▶ [What you are asked to do] The answer must consist of every line below containing "truck".

▶ [Dataset entries]
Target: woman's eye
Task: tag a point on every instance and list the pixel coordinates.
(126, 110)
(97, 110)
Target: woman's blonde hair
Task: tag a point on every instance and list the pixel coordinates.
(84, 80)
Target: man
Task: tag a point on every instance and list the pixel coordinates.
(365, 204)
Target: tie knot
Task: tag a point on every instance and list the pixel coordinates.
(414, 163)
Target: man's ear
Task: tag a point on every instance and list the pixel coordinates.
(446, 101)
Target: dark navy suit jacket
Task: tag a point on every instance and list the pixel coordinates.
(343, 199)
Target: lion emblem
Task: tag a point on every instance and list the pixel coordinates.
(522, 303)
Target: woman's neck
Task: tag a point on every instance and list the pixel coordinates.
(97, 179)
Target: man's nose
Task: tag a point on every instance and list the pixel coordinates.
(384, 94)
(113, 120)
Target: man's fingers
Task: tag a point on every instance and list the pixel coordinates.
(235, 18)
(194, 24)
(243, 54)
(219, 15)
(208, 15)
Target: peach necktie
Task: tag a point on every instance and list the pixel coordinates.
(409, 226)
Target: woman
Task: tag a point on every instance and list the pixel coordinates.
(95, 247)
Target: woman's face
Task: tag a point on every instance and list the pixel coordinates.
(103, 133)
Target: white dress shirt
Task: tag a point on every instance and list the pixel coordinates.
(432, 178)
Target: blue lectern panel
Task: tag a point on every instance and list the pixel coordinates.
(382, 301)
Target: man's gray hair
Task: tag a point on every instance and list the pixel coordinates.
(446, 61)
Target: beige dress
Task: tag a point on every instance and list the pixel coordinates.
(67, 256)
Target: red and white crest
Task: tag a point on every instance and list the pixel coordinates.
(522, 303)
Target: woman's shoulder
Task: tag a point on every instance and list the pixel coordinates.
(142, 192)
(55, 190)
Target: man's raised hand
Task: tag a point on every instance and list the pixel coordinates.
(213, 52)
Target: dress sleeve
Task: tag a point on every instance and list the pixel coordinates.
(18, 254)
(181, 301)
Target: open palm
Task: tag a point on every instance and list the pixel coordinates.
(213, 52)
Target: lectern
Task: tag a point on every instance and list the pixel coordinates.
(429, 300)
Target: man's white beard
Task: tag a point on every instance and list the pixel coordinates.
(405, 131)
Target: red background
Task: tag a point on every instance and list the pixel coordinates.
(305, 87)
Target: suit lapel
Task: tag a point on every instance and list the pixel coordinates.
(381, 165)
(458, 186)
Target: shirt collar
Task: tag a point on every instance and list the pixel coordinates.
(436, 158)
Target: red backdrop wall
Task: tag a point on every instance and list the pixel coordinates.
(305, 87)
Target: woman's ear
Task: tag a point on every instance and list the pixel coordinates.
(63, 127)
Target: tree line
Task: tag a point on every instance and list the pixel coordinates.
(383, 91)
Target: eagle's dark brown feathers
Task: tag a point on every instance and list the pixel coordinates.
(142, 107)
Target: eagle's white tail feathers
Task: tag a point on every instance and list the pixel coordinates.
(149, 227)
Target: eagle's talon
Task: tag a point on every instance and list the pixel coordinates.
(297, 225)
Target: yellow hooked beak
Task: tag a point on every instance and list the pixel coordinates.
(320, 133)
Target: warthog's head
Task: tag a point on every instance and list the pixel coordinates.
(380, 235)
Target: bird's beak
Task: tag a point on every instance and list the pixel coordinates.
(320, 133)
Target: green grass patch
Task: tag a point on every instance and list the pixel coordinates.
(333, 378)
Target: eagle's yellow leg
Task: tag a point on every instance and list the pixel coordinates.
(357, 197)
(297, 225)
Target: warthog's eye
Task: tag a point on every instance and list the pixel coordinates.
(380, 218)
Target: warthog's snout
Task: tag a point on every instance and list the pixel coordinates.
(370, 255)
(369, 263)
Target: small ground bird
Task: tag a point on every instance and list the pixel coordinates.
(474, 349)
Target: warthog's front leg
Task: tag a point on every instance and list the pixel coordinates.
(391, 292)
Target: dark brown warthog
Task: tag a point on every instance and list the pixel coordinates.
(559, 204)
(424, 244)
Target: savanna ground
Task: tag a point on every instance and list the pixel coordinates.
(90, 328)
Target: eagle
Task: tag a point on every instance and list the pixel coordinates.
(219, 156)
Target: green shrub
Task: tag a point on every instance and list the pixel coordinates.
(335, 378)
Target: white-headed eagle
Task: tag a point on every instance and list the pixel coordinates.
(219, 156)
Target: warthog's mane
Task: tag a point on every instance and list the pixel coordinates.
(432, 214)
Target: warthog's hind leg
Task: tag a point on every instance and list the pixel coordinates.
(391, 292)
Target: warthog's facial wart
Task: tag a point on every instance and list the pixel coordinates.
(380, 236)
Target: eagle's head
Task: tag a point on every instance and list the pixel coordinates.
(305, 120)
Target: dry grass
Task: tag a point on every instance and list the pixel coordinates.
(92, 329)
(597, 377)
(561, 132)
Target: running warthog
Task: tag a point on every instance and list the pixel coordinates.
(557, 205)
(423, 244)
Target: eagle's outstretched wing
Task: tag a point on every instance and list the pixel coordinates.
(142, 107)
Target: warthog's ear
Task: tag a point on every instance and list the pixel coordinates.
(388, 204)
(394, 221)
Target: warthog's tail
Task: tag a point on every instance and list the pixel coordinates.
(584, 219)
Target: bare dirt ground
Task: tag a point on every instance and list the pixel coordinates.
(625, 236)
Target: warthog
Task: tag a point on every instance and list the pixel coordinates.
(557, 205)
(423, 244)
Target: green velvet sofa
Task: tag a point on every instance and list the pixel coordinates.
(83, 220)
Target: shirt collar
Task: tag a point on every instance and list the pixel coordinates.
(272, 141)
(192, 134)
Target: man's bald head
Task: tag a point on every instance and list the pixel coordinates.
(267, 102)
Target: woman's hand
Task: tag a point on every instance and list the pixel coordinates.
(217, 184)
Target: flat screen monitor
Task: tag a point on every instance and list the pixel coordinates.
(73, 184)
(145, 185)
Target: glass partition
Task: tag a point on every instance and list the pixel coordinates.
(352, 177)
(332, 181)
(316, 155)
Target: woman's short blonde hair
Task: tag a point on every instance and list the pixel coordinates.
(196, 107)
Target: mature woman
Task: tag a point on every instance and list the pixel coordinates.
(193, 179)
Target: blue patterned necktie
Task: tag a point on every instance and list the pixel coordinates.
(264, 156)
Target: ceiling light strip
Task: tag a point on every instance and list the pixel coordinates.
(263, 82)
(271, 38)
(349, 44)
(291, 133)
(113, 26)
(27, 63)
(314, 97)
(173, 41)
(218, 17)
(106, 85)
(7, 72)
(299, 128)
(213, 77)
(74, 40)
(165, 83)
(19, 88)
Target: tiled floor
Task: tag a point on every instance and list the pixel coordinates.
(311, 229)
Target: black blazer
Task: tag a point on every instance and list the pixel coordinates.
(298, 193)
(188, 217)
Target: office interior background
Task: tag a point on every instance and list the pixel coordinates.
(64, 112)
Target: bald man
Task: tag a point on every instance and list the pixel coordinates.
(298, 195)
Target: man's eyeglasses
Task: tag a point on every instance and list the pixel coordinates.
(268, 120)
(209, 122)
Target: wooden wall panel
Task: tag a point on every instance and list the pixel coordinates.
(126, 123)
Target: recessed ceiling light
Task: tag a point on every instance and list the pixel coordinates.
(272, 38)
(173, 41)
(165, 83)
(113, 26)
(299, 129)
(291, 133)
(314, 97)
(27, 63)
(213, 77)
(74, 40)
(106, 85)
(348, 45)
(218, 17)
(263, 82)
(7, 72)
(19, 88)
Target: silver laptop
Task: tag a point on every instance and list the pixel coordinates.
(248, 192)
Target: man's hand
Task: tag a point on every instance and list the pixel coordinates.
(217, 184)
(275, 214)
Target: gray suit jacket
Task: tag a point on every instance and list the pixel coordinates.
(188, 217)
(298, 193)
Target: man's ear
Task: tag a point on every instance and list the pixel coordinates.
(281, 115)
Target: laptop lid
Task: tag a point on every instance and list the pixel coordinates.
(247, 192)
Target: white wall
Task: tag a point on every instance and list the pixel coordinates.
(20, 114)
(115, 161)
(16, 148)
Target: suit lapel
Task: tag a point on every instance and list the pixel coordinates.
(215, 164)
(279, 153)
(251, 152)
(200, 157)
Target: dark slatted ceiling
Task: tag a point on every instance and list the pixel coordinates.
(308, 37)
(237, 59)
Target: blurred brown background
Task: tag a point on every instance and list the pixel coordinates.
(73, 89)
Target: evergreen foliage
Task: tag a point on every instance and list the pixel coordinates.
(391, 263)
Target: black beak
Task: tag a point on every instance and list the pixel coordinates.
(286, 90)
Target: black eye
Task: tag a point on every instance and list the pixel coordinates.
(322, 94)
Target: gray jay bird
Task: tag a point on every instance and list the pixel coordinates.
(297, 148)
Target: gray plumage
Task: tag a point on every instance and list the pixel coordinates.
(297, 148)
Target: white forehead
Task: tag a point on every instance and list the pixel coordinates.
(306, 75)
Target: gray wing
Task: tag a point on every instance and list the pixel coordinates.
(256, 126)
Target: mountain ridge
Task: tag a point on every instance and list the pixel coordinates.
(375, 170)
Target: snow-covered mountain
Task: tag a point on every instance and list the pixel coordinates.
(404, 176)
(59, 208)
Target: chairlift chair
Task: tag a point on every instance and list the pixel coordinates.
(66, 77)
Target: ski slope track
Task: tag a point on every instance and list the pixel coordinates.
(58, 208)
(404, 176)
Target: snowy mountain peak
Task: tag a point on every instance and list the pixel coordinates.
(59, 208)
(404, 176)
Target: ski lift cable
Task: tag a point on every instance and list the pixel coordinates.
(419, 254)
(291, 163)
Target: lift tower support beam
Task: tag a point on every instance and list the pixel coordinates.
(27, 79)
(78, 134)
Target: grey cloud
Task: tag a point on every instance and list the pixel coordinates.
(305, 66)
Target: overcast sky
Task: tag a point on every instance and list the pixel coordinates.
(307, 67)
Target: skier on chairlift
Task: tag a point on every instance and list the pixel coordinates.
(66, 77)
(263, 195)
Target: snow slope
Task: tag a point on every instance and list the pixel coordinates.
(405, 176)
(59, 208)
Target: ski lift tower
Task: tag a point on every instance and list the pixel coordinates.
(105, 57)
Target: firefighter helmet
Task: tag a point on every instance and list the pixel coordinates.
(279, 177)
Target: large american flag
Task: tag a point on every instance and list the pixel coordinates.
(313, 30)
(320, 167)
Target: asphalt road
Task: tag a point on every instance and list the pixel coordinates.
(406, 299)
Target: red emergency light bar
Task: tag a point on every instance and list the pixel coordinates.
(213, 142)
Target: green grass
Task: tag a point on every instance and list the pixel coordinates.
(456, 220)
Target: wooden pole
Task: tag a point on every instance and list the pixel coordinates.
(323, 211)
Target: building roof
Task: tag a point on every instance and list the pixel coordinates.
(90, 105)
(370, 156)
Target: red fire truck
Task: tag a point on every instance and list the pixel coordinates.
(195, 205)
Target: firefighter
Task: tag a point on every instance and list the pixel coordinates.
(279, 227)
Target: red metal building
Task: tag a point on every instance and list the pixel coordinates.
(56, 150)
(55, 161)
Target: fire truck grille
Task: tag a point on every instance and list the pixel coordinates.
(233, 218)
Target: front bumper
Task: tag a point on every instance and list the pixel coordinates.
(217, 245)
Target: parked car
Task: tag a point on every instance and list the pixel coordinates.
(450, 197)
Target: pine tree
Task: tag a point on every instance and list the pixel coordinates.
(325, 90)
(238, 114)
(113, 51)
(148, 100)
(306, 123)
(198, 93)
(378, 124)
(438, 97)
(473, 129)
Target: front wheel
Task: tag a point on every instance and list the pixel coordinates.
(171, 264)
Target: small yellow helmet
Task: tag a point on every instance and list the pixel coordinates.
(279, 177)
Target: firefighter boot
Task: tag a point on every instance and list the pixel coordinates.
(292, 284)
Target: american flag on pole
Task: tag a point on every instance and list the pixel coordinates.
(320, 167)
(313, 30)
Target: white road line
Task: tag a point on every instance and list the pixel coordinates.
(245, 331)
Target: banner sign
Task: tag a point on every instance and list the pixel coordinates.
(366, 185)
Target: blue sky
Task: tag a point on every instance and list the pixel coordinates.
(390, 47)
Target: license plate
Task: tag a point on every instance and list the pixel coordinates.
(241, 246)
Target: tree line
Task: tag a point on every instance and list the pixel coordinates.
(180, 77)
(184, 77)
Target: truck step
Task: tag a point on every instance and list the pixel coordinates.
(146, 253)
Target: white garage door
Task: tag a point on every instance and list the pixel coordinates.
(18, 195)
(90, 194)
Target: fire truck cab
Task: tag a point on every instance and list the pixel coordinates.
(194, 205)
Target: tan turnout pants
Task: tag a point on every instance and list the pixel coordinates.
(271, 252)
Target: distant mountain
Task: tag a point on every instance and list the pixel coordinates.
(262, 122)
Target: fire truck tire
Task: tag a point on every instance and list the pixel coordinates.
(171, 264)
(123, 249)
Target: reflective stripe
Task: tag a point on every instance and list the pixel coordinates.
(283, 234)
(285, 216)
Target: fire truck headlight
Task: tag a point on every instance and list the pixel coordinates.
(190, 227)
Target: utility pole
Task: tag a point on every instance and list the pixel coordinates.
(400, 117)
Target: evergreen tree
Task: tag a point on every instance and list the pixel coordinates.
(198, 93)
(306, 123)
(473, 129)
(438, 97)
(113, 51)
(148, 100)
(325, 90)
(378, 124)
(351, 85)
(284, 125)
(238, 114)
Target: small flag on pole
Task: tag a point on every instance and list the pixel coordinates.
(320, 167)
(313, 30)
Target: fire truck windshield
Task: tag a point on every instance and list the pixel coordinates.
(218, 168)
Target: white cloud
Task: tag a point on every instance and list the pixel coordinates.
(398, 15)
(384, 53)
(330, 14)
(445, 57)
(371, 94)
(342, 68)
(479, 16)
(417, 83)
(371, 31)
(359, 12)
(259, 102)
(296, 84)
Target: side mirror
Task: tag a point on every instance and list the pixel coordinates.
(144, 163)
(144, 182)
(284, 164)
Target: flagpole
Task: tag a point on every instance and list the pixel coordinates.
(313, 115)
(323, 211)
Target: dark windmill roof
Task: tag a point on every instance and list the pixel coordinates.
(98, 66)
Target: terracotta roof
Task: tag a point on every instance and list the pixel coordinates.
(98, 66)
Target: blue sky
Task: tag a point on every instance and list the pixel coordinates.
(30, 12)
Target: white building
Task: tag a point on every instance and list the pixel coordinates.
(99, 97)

▶ [Result]
Target: red fire truck
Target: fire truck grille
Target: truck step
Target: fire truck cab
Target: fire truck tire
Target: fire truck headlight
Target: fire truck windshield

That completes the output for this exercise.